- _EXERCISE DESCRIPTION_: Gather every line below that contains the word "noun", copying each one in full.

- _EXERCISE MATERIALS_:

::::::::::

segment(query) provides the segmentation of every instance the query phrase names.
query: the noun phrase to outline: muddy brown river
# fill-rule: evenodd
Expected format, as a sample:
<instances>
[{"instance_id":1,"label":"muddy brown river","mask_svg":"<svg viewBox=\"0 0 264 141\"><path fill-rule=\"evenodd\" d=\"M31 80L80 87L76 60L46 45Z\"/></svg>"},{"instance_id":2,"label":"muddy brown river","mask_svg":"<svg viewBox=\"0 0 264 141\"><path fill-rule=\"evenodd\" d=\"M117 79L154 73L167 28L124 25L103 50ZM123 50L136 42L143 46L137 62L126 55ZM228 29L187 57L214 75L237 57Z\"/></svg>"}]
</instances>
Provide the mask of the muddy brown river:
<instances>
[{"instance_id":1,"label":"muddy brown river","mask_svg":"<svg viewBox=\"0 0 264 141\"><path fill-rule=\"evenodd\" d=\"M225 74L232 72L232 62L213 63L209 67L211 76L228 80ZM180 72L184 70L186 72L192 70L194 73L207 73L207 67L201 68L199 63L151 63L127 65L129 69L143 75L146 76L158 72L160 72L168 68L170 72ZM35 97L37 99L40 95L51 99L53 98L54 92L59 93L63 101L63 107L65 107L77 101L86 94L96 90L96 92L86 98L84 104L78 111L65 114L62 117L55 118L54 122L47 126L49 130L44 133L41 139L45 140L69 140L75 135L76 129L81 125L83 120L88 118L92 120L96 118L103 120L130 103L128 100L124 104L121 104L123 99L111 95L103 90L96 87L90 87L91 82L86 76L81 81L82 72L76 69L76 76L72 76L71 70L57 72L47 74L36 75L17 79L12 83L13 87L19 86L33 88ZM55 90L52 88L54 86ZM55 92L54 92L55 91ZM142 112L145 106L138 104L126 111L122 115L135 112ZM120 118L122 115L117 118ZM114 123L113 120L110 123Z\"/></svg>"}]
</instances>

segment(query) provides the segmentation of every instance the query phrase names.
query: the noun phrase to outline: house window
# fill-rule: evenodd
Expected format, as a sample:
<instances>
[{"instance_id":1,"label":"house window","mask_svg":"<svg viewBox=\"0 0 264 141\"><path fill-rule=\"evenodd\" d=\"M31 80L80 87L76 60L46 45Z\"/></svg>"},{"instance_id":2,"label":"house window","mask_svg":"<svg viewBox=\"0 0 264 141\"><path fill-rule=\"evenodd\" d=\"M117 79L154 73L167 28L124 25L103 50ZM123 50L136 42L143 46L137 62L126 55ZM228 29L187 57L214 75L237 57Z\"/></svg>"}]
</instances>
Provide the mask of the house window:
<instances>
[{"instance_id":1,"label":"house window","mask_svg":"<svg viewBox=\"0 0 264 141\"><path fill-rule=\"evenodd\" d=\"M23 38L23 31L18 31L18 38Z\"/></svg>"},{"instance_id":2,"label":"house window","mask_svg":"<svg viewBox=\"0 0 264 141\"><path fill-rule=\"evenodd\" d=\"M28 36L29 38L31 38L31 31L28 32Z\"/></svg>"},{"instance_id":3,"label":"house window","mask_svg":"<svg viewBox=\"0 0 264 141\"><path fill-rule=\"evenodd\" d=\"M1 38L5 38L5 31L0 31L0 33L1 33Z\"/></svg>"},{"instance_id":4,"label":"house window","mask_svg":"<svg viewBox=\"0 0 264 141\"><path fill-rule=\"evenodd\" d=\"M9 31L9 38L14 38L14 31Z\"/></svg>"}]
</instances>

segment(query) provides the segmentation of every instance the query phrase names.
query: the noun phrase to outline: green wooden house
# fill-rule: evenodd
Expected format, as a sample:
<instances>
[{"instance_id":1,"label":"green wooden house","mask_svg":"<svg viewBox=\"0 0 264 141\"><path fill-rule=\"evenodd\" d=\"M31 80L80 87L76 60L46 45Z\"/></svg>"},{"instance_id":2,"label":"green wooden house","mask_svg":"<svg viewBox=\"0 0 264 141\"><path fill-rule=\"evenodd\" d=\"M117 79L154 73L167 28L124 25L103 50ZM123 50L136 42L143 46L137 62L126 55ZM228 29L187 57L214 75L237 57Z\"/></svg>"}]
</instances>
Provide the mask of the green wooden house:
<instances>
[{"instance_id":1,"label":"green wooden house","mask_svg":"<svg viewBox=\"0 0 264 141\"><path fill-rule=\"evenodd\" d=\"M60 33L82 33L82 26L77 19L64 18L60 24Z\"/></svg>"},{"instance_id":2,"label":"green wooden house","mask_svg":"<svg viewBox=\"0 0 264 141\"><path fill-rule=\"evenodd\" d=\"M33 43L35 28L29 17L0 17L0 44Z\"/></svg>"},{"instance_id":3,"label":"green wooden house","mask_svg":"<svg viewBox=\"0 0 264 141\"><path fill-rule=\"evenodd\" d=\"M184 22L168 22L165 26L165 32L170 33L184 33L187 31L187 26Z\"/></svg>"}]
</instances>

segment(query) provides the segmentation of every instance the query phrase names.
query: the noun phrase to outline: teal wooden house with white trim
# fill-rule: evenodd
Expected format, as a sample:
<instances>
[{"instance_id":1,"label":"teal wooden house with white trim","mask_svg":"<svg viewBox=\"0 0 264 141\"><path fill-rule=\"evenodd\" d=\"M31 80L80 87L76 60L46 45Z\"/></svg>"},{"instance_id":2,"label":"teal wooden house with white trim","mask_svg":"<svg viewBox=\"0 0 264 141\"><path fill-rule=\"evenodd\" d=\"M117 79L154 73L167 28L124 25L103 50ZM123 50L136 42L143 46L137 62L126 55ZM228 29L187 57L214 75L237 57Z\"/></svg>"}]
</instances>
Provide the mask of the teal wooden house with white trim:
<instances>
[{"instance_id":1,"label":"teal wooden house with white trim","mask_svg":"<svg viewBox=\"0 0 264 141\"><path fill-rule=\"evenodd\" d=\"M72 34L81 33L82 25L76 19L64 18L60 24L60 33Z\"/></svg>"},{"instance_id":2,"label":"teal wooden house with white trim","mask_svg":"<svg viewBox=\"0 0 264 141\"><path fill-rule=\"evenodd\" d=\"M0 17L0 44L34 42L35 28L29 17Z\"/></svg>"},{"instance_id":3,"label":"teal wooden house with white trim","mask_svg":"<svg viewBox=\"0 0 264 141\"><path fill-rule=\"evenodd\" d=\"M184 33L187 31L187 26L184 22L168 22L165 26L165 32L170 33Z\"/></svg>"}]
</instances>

::::::::::

- _FINISHED ANSWER_:
query: the noun phrase to outline: muddy brown river
query: the noun phrase to outline: house window
query: the noun phrase to outline: green wooden house
query: the noun phrase to outline: teal wooden house with white trim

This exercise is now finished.